Artificial intelligence (AI) tools may help to overcome sexism that put women having heart attacks at higher risk of death and undertreatment, research presented at the European Cardiology Congress has shown.
In one study, also published in The Lancet, Swiss and British researchers found that established risk models used to guide management of heart attacks are less accurate in female patients.
They analysed data from 420,781 patients across Europe with non-ST-segment elevation acute coronary syndromes and found that the current GRACE (Global Registry of Acute Coronary Events) risk score was good at determining risk in male patients but ‘notably lower’ in females.
It underestimated the risk of death in female patients and meant they were less likely to receive early invasive treatment.
But using machine learning to account for sex-related differences, they developed an AI-based risk score – GRACE 3.0 – that improved the prediction of who was most at risk to better guide treatment decisions.
Presenting the results, study leader Professor Thomas Luscher from the University of Zurich said: ‘I hope the implementation of this novel score in treatment algorithms will refine current treatment strategies, reduce sex inequalities, and eventually improve the survival of patients with heart attacks – both male and female.’
UK researchers behind a second study also presented at the Congress in Barcelona reported that an algorithm developed using AI could help doctors diagnose heart attacks in women more quickly and more accurately.
Researchers at the University of Edinburgh used data from 10,038 people, 48% of whom were women, who went to hospital with a suspected heart attack to develop the CoDE-ACS tool.

_EXERCISES TO COMPLETE_
[1] Reproduce the part of the article on AI and heart attacks starting with "It underestimated the" and going on through "guide treatment decisions.".
[2] According to the article on AI and heart attacks, why were female patients less likely to receive early invasive treatment?
[3] Continue the article on AI and heart attacks in women from its last sentence.
The material after this article is separate from it.

_GIVEN INFORMATION_

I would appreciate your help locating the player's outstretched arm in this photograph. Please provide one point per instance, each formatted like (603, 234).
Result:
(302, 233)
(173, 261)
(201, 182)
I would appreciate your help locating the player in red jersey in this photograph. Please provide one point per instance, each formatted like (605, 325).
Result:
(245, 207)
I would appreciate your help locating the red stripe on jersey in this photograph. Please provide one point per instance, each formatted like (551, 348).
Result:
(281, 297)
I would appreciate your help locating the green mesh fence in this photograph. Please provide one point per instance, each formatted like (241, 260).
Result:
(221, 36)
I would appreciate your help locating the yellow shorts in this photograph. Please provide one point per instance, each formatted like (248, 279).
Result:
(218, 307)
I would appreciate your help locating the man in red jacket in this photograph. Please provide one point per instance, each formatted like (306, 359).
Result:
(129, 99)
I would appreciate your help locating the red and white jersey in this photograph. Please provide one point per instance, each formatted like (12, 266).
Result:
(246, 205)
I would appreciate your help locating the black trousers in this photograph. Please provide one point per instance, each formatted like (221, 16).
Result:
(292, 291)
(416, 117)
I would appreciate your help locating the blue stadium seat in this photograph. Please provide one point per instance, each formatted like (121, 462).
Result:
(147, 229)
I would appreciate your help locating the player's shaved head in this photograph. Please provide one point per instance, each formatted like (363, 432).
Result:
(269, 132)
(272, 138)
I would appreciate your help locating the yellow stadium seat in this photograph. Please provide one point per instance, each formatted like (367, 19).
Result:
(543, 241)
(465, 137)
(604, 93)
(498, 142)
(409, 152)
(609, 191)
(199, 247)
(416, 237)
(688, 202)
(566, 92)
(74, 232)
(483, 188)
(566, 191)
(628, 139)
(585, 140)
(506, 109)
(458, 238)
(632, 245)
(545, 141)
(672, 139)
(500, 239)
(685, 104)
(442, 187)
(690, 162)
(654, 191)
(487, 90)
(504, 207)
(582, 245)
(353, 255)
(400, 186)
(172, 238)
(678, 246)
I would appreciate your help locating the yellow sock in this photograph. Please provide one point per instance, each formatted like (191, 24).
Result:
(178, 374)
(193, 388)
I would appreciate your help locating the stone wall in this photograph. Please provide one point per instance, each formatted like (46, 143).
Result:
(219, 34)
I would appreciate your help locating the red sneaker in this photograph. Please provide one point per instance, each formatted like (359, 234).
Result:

_RESULTS IN ORDER_
[1]
It underestimated the risk of death in female patients and meant they were less likely to receive early invasive treatment.
But using machine learning to account for sex-related differences, they developed an AI-based risk score – GRACE 3.0 – that improved the prediction of who was most at risk to better guide treatment decisions.

[2] The current GRACE risk score underestimated the risk of death in female patients. This made them less likely to receive early invasive treatment.

[3]
They then validated it on a further 3,035 patients outside of the UK, a third of whom were female.
The tool looks at factors including sex, age, observations, ECG findings and medical history and troponin test results.
It was able to rule out a heart attack with 99.5% accuracy, and identified those who needed further tests, in whom the final diagnosis was a heart attack, with an accuracy of 83.7%.
This compares to an accuracy of just 49.4 per cent with current tests, the researchers said.
Dimitrios Doudesis, data scientist at the BHF Centre for Cardiovascular Science, University of Edinburgh, said they have now embedded the algorithm into a mobile app to support doctors in making treatment decisions.
‘Whilst the troponin test takes 30 minutes to process, we take an array of other health information and add it into the app alongside the troponin measurement.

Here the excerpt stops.